■ Short problem: Omit all pictures and give the records below again exactly as written.

Position annotation records:
^^^^^^^^

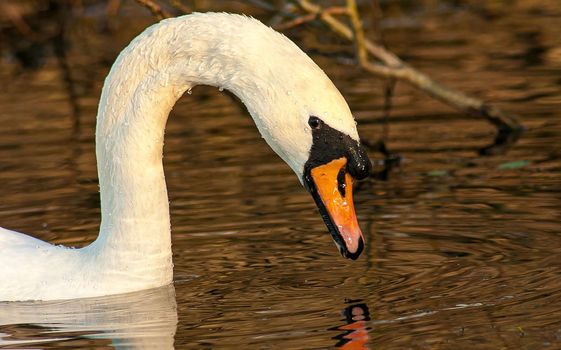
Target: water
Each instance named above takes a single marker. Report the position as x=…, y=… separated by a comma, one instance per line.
x=462, y=251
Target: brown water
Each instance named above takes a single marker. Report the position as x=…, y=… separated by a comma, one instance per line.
x=462, y=252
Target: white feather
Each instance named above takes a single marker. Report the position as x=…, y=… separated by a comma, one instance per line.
x=278, y=83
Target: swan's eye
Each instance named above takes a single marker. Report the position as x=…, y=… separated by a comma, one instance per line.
x=315, y=122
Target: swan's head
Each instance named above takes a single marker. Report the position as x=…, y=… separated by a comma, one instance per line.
x=305, y=120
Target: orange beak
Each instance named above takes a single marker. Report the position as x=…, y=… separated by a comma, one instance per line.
x=333, y=192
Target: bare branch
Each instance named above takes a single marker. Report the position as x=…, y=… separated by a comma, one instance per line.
x=508, y=126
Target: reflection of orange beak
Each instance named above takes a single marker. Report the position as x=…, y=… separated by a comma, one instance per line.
x=334, y=198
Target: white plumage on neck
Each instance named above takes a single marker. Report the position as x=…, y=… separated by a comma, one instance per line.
x=280, y=86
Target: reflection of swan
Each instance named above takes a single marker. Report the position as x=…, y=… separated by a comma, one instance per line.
x=297, y=109
x=355, y=334
x=139, y=320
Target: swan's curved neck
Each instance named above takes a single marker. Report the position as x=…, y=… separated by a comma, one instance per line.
x=140, y=91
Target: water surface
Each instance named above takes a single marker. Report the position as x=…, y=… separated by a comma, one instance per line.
x=462, y=252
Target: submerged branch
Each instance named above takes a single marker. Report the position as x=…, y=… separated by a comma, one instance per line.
x=508, y=126
x=387, y=64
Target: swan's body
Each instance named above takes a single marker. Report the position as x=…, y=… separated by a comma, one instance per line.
x=281, y=88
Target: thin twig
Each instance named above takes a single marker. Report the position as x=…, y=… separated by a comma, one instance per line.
x=308, y=18
x=360, y=46
x=508, y=126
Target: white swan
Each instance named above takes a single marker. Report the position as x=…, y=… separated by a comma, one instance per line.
x=295, y=106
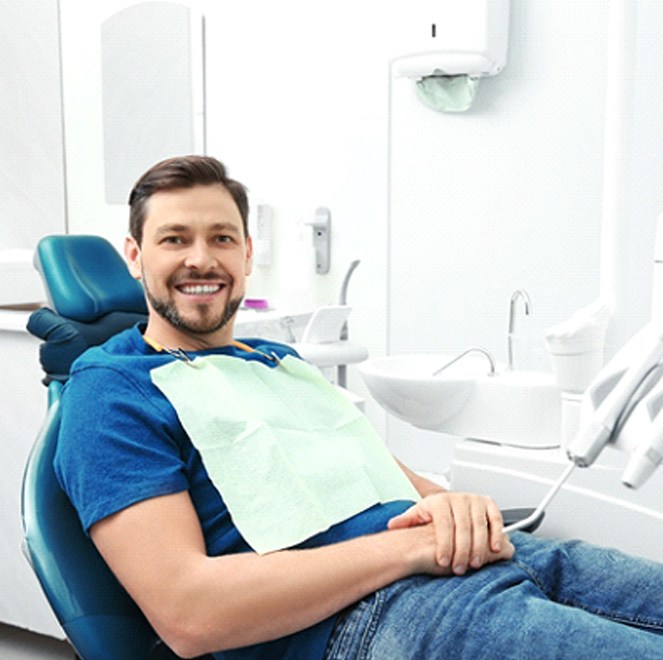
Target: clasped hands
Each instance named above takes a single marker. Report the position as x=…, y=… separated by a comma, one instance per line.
x=458, y=531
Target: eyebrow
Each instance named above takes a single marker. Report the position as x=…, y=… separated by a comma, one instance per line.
x=179, y=227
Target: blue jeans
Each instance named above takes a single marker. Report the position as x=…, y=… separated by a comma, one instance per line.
x=553, y=600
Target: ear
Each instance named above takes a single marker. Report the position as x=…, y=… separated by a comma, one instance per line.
x=248, y=263
x=132, y=256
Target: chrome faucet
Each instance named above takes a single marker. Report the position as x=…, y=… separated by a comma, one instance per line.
x=519, y=293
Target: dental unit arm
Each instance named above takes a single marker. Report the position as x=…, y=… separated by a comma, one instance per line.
x=622, y=407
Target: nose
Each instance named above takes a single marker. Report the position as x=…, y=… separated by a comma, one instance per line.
x=200, y=257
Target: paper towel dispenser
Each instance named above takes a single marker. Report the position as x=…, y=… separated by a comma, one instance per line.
x=455, y=42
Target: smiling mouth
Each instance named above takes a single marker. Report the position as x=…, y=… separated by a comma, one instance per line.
x=199, y=289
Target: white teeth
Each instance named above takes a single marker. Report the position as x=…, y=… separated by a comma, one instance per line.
x=200, y=289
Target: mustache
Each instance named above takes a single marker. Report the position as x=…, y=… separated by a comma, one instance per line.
x=190, y=276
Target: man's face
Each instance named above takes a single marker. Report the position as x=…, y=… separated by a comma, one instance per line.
x=193, y=261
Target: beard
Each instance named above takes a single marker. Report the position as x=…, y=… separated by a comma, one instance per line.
x=206, y=324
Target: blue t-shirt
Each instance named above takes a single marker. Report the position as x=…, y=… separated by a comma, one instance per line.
x=121, y=442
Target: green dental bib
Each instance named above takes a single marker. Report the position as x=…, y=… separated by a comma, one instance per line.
x=289, y=453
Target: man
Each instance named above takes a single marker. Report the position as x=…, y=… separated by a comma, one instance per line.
x=400, y=578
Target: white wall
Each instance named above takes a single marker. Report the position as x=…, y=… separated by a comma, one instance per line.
x=448, y=213
x=510, y=195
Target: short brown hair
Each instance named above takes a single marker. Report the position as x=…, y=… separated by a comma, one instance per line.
x=182, y=172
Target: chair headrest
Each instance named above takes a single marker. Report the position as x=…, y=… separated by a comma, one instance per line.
x=85, y=278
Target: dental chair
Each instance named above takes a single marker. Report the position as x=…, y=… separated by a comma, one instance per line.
x=92, y=297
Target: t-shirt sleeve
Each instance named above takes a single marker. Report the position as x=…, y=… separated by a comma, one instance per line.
x=116, y=446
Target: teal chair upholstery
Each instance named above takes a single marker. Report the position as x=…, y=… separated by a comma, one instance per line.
x=93, y=297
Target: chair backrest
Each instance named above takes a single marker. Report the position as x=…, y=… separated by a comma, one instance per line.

^^^^^^^^

■ Task response:
Target: water
Each instance named above takes a single marker. Report the position as x=…, y=… separated by a comma, one instance per line.
x=462, y=251
Target: brown water
Each instance named above takes a single marker. Report the position as x=…, y=… separated by a comma, one instance per line.
x=462, y=252
Target: white feather
Each instance named above takes a single marker. Report the position as x=…, y=… separated by a comma, one instance per line.
x=278, y=83
Target: swan's eye
Each instance named above takes a single marker. Report the position as x=…, y=… separated by a comma, one instance per line.
x=315, y=122
Target: swan's head
Each instance named above takes a single marker. Report the position as x=…, y=… separated by a comma, one instance per line.
x=305, y=120
Target: orange beak
Each instance named above takes a single marker. Report the position as x=…, y=… separated by a comma, one instance per line.
x=333, y=192
Target: bare branch
Each instance named above takes a single marker. Report the position as x=…, y=… separated by a comma, one instance per line.
x=508, y=126
Target: reflection of orange beak
Each instance named above takes a single marker. Report the position as x=…, y=… separated by a comma, one instance per line.
x=334, y=198
Target: white plumage on neck
Each instance named above takes a single marker. Report the position as x=…, y=… separated by a comma, one instance per line.
x=280, y=86
Target: reflection of swan
Each instance named above takes a single marker. Report the position as x=…, y=… separated by a comma, one instance per line.
x=297, y=109
x=355, y=334
x=139, y=320
Target: swan's curved neck
Each instance named above takes a single marker. Report the position as x=…, y=… separated by a comma, one instance per line.
x=140, y=91
Target: water surface
Each instance named above takes a single marker. Report the position as x=…, y=… separated by a comma, one instance per line.
x=462, y=252
Target: submerged branch
Each instance named above takes a single marker. Report the position as x=…, y=… separated by a comma, one instance per line.
x=508, y=126
x=387, y=64
Target: swan's body
Each instance named above takes a single marker. Report the position as x=…, y=… separated by a comma, one instance per line.
x=281, y=88
Target: thin twig
Each instance named above takes a single marker. Report the position as x=…, y=… separated by a comma, one instance per line.
x=308, y=18
x=360, y=46
x=508, y=126
Target: white swan
Each instance named above takes a single marker. Report the position as x=…, y=… separated by a comma, one instance per line.
x=295, y=106
Target: clasped hands
Each instance named above takes a single marker. Report the position as x=…, y=… separated by a comma, one instance per line.
x=458, y=531
Target: eyebrow
Each instance named above takes a single marker. Report the position as x=…, y=… separated by a comma, one instance per line.
x=179, y=227
Target: blue jeans
Each instance named above takes a single marker. Report the position as x=…, y=… separated by a comma, one instance per line.
x=553, y=600
Target: ear
Each instance named above takes a single marker. Report the position as x=…, y=… separated by a comma, one instance per line.
x=248, y=263
x=132, y=256
Target: chrome faucet
Each instance named above takes a single marker. Report the position as x=…, y=… separated by a comma, one instance per line.
x=519, y=293
Target: dental unit arm
Each instance named above takes a single marker. Report the position as x=…, y=… separated by a comma, one instance per line.
x=622, y=407
Target: nose
Each instance named above takes a single marker. Report the position as x=…, y=… separated by a comma, one instance per line.
x=200, y=257
Target: paper towel dispenser
Each instance named above takes a single marker. Report the position as x=…, y=… separated by a comma, one instance per line.
x=455, y=42
Target: smiling mouth
Each instance named above takes a single marker. Report the position as x=…, y=… separated by a comma, one instance per line.
x=199, y=289
Target: white teeth
Each instance named above takes a single marker. Report the position as x=…, y=… separated by a comma, one instance per line.
x=200, y=289
Target: mustache
Each instance named above takes a single marker. Report the position as x=…, y=… separated by a comma, one instance per line.
x=190, y=276
Target: man's face
Each instance named above takes a single marker. Report the position as x=…, y=… separated by a comma, one instance per line.
x=193, y=261
Target: beard
Each instance named above takes a single marker. Report the position as x=…, y=… separated by a comma, one instance per line.
x=206, y=324
Target: blue t-shirt
Each instance named above takes a single marker. Report the position as x=…, y=… separated by a comma, one instance per line.
x=121, y=442
Target: green dental bib
Each instance named above takes a single marker. Report the position as x=…, y=… separated by a comma, one instance per line.
x=289, y=453
Target: man
Each instance named above takes a single marker. Report the position as x=…, y=… separated by a comma, one instance per line.
x=400, y=578
Target: white wall
Each instance named above takes a single marker. Report the position as x=…, y=… separated by a comma, one instance per line.
x=448, y=213
x=510, y=195
Target: short brown hair
Each instance named above takes a single marker. Report the position as x=…, y=… separated by a comma, one instance per line.
x=182, y=172
Target: chair headrest
Each instance named above takes a single marker. Report the position as x=…, y=… separated by a comma, one instance per line.
x=85, y=278
Target: dental chair
Each instance named above takes a single marker. Report the position as x=…, y=… separated by a comma, one instance per line.
x=92, y=297
Target: t-shirt sleeve
Each instance named above takes a single marker. Report the position as x=…, y=… separated by a comma, one instance per line.
x=116, y=446
Target: teal chair upholstery
Each instance named above takes a single marker. Report the position as x=…, y=… separated by a comma, one instance per line.
x=93, y=297
Target: chair backrest
Each instance named above takes a single marker. Report the position as x=…, y=… separated by a comma, one instance per line.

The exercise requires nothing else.